▶ [AIM OF THE EXERCISE]: Please print every line from the one containing "Target: dry stone wall" through the last line of the records below, exactly as written and nothing more.

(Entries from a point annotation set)
###

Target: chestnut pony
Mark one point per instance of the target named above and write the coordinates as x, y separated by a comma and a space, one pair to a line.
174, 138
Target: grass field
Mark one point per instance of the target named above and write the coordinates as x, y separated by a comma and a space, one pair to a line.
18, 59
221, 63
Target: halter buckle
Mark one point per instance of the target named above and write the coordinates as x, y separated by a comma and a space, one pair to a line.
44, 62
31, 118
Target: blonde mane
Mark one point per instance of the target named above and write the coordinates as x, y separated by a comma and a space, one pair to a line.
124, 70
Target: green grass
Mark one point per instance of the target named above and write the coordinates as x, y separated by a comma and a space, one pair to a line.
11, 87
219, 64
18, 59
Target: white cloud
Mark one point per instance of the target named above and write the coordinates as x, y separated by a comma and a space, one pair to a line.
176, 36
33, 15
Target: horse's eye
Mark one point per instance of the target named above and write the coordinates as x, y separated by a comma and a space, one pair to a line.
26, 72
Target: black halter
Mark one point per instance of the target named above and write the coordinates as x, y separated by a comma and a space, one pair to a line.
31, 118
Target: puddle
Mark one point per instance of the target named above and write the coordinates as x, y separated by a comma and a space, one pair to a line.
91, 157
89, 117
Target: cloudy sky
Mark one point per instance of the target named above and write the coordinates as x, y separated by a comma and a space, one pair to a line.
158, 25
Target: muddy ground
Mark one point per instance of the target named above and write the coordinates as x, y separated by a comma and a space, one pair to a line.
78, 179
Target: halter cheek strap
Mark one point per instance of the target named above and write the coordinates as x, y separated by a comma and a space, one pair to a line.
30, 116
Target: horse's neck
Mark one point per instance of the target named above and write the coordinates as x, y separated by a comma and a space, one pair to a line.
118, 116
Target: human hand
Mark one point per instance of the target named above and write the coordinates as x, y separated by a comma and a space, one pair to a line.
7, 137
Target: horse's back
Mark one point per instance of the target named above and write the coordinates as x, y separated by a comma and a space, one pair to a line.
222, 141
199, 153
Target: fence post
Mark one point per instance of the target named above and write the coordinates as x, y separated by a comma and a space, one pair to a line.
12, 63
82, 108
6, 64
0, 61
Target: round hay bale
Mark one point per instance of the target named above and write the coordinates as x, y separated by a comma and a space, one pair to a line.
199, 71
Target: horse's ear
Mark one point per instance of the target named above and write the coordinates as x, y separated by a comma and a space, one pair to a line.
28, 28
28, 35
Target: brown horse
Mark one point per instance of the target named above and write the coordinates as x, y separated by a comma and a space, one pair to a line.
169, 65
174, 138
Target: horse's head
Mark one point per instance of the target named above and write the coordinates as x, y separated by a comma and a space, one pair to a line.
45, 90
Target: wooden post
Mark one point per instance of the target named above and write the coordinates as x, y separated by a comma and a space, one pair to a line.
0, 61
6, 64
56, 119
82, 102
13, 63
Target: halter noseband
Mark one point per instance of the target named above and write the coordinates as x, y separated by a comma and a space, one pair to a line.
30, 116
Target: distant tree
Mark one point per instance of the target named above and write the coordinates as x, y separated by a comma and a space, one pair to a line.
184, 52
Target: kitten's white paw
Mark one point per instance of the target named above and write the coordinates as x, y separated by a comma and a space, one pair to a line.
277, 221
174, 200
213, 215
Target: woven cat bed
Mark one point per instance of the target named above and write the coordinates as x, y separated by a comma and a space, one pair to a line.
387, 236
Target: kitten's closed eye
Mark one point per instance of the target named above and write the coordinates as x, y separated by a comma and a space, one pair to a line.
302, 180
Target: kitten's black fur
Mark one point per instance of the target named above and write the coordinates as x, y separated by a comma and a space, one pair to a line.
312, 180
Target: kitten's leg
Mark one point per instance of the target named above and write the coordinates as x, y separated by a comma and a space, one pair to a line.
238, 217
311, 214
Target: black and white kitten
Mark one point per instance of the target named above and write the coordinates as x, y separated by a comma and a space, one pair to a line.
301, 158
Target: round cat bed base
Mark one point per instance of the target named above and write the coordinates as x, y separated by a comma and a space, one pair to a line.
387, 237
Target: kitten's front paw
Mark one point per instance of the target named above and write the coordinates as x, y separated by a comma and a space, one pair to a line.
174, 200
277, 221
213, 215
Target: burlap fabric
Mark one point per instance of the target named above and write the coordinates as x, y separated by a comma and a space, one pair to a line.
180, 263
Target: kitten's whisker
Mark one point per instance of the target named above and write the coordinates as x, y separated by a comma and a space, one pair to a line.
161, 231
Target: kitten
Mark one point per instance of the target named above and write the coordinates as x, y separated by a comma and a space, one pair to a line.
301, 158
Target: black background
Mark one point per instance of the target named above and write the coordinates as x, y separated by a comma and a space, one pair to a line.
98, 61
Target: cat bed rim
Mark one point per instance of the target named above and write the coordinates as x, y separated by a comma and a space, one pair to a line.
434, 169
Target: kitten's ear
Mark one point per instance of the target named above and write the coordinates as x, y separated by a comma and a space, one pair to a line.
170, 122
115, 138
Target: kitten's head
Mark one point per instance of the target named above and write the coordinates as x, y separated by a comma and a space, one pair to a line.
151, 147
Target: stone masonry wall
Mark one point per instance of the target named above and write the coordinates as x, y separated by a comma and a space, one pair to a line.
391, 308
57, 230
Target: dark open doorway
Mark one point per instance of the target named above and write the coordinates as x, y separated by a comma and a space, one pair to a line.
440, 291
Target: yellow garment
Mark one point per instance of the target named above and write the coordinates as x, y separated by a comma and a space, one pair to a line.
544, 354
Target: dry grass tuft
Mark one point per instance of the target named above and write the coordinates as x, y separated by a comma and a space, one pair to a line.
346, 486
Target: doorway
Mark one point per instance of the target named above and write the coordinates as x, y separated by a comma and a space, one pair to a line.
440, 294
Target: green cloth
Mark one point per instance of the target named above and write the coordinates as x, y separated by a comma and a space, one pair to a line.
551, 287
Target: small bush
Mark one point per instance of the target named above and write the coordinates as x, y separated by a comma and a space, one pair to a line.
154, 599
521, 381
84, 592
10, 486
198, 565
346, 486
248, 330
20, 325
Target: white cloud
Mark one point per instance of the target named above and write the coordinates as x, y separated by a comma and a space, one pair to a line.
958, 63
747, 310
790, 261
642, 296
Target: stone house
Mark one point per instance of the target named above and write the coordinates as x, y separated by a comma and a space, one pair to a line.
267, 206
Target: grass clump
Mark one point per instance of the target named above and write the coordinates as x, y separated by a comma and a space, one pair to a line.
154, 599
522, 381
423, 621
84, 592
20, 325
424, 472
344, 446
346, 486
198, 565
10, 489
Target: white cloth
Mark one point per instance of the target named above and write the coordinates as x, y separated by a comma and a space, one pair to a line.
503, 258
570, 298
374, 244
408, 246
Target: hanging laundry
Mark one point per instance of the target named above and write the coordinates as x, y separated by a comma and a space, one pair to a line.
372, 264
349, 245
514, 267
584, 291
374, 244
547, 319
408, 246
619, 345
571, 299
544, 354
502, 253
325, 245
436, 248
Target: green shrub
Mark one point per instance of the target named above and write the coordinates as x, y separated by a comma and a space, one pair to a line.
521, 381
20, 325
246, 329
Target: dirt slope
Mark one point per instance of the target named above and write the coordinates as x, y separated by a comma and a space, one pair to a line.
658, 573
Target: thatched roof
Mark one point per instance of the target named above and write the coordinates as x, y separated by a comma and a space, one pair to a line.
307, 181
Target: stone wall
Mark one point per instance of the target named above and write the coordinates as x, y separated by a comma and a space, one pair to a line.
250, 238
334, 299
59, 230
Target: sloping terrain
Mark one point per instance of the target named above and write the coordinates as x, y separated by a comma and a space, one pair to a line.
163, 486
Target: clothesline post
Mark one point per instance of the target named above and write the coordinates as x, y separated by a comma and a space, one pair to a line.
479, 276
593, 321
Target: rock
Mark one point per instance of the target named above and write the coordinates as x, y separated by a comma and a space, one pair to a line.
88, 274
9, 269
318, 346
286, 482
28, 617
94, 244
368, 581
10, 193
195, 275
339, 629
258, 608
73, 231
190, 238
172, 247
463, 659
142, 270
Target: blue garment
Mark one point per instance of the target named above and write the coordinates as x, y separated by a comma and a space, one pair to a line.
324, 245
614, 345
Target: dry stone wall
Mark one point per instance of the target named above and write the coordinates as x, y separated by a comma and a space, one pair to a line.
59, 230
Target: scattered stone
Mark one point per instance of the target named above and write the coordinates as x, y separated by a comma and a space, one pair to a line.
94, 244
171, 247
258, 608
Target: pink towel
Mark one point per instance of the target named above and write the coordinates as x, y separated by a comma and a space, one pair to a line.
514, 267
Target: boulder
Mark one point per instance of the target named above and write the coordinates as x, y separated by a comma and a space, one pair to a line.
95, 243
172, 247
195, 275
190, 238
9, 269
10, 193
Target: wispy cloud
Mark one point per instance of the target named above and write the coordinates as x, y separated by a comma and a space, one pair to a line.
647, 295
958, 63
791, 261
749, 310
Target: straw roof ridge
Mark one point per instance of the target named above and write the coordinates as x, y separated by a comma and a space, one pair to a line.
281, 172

###

▶ [EXERCISE SOLUTION]:
Target: dry stone wall
Mark one point per instance of the target named above and write the coordinates as x, y separated by a comma and a space, one pair to a line.
59, 230
Target: scattered stone
Mark one point per instance of the target named above and write the coordinates as x, y separated by a comma and a space, one pair to a line.
94, 244
171, 247
258, 608
Target: pink towel
Mark one point per instance of the target named above and write the coordinates as x, y separated by a comma and a space, one pair to a line.
514, 267
Target: boulder
Mark one point per instance of the target named above and write the coordinates as x, y separated by a comma and a space, one pair to a line.
95, 243
172, 247
195, 275
190, 238
9, 269
10, 193
Target: wispy cloud
Mark one point per instance of the target named above and write the coordinates as x, y separated by a comma and a space, one pair to a line.
647, 295
958, 63
791, 261
749, 310
Target: straw roof ridge
Mark one point per instance of the target named above and write the coordinates as x, y separated by a comma and a space, one pair to a line.
281, 172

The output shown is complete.